● GIVEN INSTRUCTION:
Answer these questions about the business-advice text below, one per line:
1. What two directions for growth does the text name before asking whether something else draws you?
2. What kind of website does the questioner say they are starting?
3. Who does the questioner say is ready to begin on the project ASAP?

There are also questions to ask yourself about the business and the opportunity environment:

  • What is the rest of your team really good at today? And not so good at?
  • How would your team need to change to accommodate the kind of growth you envision?
  • What does growth mean to you? Do you want to take what you've done and expand internationally? Do you want to stick within the domestic market and grow your footprint into adjacent compliance- and safety-related areas? Or is it something else that draws you?
  • Are you willing to take on outside capital in order to grow?

Let's kick these questions around first; then we can talk about what kind of advisor/consultant you need, and where to find them.

Question: We are starting social networking/city guide website that will allow members to perform numerous tasks. I have a business and marketing plan ready to present at anytime. I have a Web designer ready to begin on the project ASAP. There have been numerous marketing companies contacting me about this project. How would I go about getting my idea looked at by a company so I can get capital to start it?

● GIVEN ENTRIES:
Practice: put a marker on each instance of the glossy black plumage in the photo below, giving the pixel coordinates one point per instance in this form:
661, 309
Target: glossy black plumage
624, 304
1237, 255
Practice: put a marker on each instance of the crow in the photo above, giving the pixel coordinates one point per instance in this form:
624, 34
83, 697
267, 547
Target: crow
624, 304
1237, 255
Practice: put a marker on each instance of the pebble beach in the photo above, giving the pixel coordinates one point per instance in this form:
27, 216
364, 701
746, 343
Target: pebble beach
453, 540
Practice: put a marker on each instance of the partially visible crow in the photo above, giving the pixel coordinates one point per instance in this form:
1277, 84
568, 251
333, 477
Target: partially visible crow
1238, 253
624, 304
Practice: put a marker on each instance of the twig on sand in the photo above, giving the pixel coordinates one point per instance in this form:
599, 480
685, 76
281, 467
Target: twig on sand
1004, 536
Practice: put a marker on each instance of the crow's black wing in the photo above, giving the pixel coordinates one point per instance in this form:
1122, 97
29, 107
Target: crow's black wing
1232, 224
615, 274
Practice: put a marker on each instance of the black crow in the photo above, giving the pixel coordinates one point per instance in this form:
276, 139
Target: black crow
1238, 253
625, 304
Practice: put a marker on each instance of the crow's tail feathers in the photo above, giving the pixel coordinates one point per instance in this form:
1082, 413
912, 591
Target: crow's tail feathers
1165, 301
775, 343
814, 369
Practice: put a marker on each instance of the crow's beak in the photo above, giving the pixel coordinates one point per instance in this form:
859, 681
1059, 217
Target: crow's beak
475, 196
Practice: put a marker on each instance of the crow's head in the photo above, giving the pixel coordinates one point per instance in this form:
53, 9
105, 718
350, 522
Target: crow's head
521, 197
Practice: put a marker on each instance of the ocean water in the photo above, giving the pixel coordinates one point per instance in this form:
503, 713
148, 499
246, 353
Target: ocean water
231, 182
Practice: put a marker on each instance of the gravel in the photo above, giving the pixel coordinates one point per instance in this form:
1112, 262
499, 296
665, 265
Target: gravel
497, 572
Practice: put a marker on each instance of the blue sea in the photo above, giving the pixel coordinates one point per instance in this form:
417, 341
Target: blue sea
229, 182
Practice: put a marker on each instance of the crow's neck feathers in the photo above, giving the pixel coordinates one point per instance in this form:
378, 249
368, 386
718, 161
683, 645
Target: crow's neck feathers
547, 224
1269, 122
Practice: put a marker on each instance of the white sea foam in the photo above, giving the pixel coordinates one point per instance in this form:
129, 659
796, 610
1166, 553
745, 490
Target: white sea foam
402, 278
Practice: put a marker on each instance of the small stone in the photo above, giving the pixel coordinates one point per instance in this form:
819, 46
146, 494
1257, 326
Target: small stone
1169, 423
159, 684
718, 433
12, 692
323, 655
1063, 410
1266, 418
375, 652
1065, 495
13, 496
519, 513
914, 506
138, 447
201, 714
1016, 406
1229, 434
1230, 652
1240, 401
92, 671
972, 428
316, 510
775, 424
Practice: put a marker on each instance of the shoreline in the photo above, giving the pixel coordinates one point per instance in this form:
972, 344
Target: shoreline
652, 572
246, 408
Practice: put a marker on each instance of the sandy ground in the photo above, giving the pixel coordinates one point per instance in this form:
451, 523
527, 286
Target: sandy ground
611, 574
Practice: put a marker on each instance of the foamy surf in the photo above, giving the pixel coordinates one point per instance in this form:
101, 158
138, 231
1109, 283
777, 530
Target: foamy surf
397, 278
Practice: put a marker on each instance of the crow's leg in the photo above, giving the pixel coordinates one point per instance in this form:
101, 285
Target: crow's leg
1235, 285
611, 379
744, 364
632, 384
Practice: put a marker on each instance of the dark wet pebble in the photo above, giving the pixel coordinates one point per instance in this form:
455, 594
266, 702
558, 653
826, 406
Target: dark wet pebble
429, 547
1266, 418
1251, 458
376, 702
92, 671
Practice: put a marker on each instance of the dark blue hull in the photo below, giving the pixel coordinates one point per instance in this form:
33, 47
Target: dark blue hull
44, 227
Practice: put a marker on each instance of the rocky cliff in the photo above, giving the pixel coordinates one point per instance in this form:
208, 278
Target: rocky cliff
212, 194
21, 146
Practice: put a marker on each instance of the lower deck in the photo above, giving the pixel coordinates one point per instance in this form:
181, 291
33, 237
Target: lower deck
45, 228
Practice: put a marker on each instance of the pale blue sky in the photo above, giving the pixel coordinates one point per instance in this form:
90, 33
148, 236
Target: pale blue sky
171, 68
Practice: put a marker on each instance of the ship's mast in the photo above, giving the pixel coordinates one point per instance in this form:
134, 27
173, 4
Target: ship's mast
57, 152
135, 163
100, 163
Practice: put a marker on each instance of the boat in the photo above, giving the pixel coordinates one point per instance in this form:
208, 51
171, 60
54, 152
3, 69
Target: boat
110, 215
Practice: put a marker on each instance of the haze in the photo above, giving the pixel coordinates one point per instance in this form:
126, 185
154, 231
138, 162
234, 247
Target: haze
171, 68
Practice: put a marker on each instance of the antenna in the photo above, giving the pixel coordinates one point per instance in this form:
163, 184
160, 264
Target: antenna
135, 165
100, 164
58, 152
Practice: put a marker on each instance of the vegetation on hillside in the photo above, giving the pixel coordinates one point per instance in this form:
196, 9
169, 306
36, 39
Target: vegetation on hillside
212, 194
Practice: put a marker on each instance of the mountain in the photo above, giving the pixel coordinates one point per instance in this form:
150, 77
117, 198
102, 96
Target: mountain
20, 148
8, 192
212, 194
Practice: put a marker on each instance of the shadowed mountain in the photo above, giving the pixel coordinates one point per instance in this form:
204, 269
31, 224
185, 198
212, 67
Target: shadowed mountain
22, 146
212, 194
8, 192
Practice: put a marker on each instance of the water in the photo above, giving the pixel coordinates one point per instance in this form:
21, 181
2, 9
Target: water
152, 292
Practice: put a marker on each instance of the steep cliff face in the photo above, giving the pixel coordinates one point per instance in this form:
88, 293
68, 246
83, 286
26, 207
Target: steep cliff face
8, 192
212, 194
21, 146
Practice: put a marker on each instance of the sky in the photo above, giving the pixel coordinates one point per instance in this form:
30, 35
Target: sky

● SOLUTION TO THIS EXERCISE:
1. Expanding internationally, or staying within the domestic market and growing into adjacent compliance- and safety-related areas.
2. A social networking/city guide website.
3. A Web designer.